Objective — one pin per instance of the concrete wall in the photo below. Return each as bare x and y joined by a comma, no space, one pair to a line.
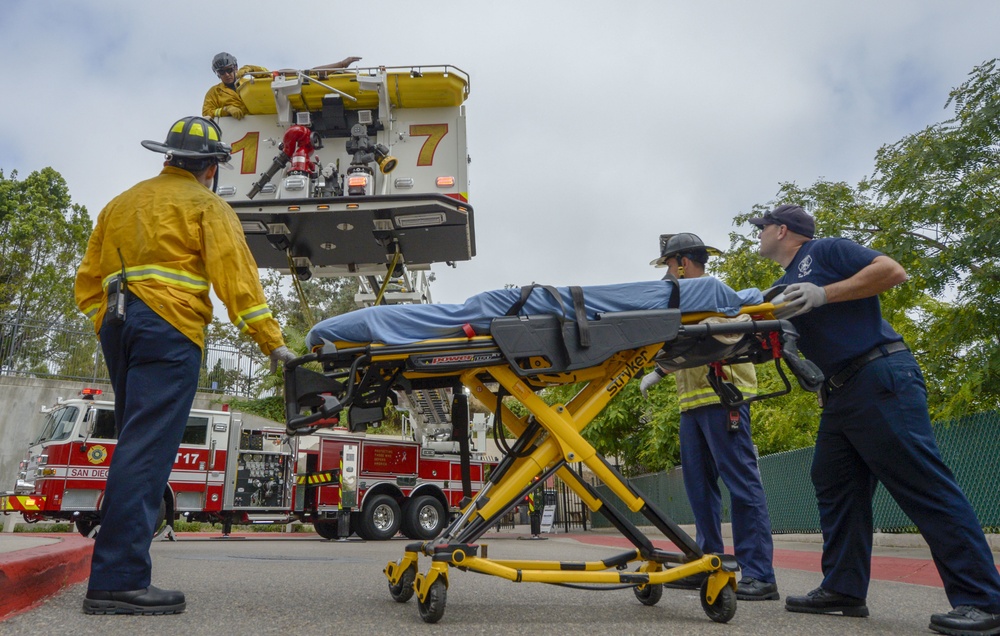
20,420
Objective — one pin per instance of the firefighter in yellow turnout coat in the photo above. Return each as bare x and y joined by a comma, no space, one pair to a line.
157,248
715,441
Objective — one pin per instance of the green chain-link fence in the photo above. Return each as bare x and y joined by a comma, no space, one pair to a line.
970,446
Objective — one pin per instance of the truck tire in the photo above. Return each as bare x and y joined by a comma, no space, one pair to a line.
380,519
423,518
86,525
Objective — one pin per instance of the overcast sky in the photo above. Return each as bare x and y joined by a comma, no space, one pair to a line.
593,127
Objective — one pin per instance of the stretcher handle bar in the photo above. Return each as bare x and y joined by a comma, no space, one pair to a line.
477,530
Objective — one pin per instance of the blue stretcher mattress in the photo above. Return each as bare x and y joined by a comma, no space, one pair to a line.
404,324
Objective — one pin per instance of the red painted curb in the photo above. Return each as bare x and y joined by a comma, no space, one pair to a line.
29,576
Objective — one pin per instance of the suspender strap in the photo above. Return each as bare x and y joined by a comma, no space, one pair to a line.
580,309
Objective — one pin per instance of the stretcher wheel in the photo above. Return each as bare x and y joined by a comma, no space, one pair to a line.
403,591
432,609
649,594
724,607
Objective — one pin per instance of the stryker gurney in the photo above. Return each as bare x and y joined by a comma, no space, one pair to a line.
597,336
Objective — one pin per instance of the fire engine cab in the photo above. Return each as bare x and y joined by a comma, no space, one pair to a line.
226,469
355,172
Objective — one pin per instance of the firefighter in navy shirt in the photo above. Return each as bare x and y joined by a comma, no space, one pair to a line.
875,427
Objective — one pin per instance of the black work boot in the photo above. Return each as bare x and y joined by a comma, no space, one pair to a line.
147,601
821,601
966,620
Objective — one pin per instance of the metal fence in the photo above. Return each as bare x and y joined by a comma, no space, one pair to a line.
970,446
66,353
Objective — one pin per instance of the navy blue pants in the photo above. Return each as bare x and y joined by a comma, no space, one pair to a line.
708,451
154,373
877,428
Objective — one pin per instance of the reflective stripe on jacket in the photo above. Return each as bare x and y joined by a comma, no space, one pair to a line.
177,238
693,389
220,95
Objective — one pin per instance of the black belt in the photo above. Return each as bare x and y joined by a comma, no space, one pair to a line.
840,379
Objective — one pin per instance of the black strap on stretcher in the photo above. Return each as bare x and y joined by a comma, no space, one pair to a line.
579,308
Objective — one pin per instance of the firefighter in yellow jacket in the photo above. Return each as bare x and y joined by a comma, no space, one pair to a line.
144,281
715,441
222,100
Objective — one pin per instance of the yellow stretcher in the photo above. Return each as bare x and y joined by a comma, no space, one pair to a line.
407,87
522,355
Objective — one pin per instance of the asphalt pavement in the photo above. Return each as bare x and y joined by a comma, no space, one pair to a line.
298,583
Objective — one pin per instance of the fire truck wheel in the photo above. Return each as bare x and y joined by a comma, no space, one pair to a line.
326,529
423,518
161,519
379,519
432,609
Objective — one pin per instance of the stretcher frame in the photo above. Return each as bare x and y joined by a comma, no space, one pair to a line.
516,361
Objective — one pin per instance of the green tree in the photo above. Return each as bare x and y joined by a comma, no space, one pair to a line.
43,236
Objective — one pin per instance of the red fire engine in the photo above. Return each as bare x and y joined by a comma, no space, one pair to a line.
231,470
386,486
64,471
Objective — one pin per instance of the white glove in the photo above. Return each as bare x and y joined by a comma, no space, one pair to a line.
801,298
281,355
649,380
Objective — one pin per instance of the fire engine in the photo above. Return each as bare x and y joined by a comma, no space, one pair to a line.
225,470
230,469
359,172
368,179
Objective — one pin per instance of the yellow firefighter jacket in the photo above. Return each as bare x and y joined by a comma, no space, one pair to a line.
220,95
176,237
693,389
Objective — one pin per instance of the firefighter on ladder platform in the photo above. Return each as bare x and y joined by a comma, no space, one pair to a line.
343,514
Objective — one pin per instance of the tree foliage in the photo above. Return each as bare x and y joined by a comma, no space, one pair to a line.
931,204
43,236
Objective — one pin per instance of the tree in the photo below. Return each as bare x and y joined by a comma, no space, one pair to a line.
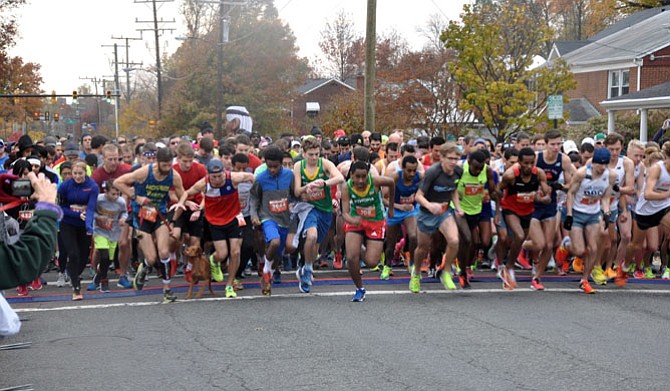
342,46
495,47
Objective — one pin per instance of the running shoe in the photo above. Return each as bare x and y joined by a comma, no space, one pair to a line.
648,273
140,276
523,261
61,280
22,290
124,283
415,284
217,274
562,252
304,281
610,273
169,296
237,285
447,280
36,285
598,275
230,292
621,277
359,295
536,284
586,287
386,273
104,286
266,284
337,263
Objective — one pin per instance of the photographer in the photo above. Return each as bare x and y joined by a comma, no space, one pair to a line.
23,261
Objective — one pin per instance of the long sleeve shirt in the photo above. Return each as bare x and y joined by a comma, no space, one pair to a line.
75,198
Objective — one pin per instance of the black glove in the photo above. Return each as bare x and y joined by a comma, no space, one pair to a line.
567,224
556,186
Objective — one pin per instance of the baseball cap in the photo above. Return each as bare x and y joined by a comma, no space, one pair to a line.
601,156
570,146
588,140
214,166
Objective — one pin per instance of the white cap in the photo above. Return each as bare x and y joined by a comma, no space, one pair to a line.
589,140
570,146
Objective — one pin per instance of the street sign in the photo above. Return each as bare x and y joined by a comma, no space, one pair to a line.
555,106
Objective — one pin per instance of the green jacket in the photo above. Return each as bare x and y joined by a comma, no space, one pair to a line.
23,261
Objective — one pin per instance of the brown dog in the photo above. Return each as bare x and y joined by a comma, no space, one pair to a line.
199,272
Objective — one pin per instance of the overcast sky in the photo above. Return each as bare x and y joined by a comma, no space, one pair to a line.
68,37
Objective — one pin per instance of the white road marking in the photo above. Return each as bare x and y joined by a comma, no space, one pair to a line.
337,294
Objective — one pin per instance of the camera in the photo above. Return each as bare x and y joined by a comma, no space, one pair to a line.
22,188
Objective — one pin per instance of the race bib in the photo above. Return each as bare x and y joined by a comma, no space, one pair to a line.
471,190
279,206
407,200
525,198
365,212
148,213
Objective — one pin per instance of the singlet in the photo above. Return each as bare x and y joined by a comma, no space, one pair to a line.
471,190
368,203
591,190
620,176
157,192
404,194
222,204
646,207
520,196
553,172
320,198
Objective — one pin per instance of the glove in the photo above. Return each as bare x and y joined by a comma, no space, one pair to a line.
567,224
556,186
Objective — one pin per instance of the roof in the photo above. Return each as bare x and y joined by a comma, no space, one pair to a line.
626,43
581,110
313,84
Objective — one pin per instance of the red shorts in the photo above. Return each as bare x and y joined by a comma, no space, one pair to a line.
374,230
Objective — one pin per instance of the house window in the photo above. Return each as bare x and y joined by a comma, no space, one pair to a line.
619,83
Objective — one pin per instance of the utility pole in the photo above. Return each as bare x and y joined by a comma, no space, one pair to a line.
156,30
127,69
370,44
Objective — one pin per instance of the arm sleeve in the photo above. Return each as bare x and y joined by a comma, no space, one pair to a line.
23,261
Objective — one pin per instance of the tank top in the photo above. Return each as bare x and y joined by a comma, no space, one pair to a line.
646,207
620,176
222,204
156,191
471,190
366,204
587,198
553,171
320,198
404,194
520,197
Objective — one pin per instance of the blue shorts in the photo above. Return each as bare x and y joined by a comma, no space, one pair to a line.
400,216
272,231
429,223
545,212
581,220
320,220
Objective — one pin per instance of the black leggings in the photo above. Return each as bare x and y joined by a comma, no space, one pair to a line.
78,246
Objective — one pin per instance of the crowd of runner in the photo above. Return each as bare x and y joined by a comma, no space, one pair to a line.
437,208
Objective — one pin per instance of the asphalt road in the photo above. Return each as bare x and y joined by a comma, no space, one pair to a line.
483,338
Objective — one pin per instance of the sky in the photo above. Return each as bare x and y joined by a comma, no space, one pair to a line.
73,41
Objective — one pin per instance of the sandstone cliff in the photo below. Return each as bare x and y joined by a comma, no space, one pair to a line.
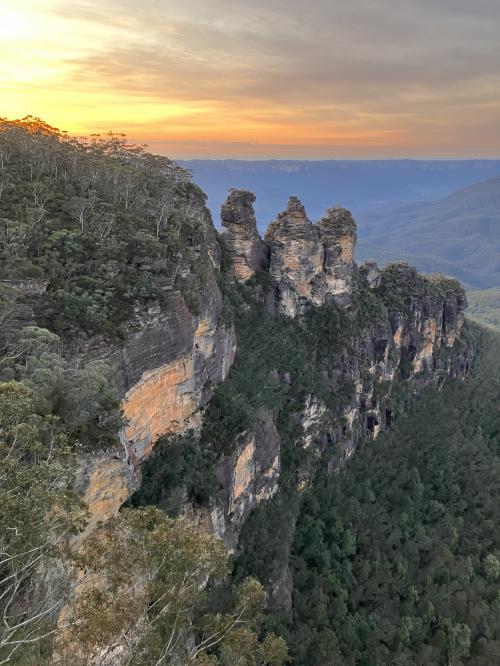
311,264
379,337
247,250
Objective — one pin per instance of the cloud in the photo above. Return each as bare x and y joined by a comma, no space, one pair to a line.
309,71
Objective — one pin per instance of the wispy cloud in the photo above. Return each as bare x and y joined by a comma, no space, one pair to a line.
406,77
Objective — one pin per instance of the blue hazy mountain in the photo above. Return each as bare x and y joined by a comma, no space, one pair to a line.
458,235
355,184
441,216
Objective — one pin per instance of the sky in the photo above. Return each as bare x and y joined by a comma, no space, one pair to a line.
258,79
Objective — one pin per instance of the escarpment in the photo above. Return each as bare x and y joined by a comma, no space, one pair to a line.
329,355
173,355
311,264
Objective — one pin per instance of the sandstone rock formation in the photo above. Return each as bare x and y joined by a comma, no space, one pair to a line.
166,370
310,263
247,250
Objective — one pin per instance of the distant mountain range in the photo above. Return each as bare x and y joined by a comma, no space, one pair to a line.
409,210
356,184
458,235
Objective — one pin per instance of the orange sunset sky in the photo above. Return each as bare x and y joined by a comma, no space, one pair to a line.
261,78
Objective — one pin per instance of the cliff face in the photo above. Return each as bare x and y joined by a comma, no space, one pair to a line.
312,264
166,370
247,250
400,333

..........

Quote exactly the lines from the one that contains "Objective — one pin per instance of the asphalt road" through the end of the listing above, both ends included, leaving out the pictures.

Objective — one pin per instance of the asphalt road in the photo above. Return each as bare x and y joined by a comma, no space, one pair to a line.
483,338
Objective — one pin per instance of the sky in the photo above. Return each as bare x and y joined by a comma, no space, one pair to a line.
73,41
Objective — one pin per instance of the sandstone cliff in the photo below. Return each as bare x and y joined by a comma, no space, one pair to a line.
311,264
379,337
247,250
Objective — one pin per instance of the cloud in the photo above. Return each as bare x and y joined by a comma, no space, one pair to a line.
309,71
Objective — one pin per instance of the wispy cloud in the photo above. Return each as bare x and y joined by a comma, no space, one pair to a line.
406,77
Objective — one pin per instance of the blue hazy mountain in the photo above. Return each as bare x and y joined by a comma, no space, one pair to a line.
458,235
355,184
441,216
Objective — one pin per instance of the sky in the photo above. Return each as bare x and y joined by a comma, no space, one pair to a line.
258,79
Objective — one pin per instance of the escarpment in the photo above. Return each as bare x and y joined by a comma, no space, one pair to a line.
329,355
173,355
311,264
Objective — one pin per instance of the sandstone rock formation in the photo above. Return each as bare x and y joined by a comma, no space, one pair to a line.
166,370
310,263
247,250
Objective — one pin per instance of the distant mountain range in the photo above. Return each as bare x and y joined by a comma, no space, one pair to a line.
409,210
356,184
458,235
Objective — one pin per instance of the orange sunset sky in the photo above. Return each as bare x and y joined by a comma, no space, one pair to a line.
261,78
Objective — one pin per instance of the cliff face in the photo above. Return each as bare x and y joined by a comma, no space, one pair to a line.
312,264
166,370
247,250
400,333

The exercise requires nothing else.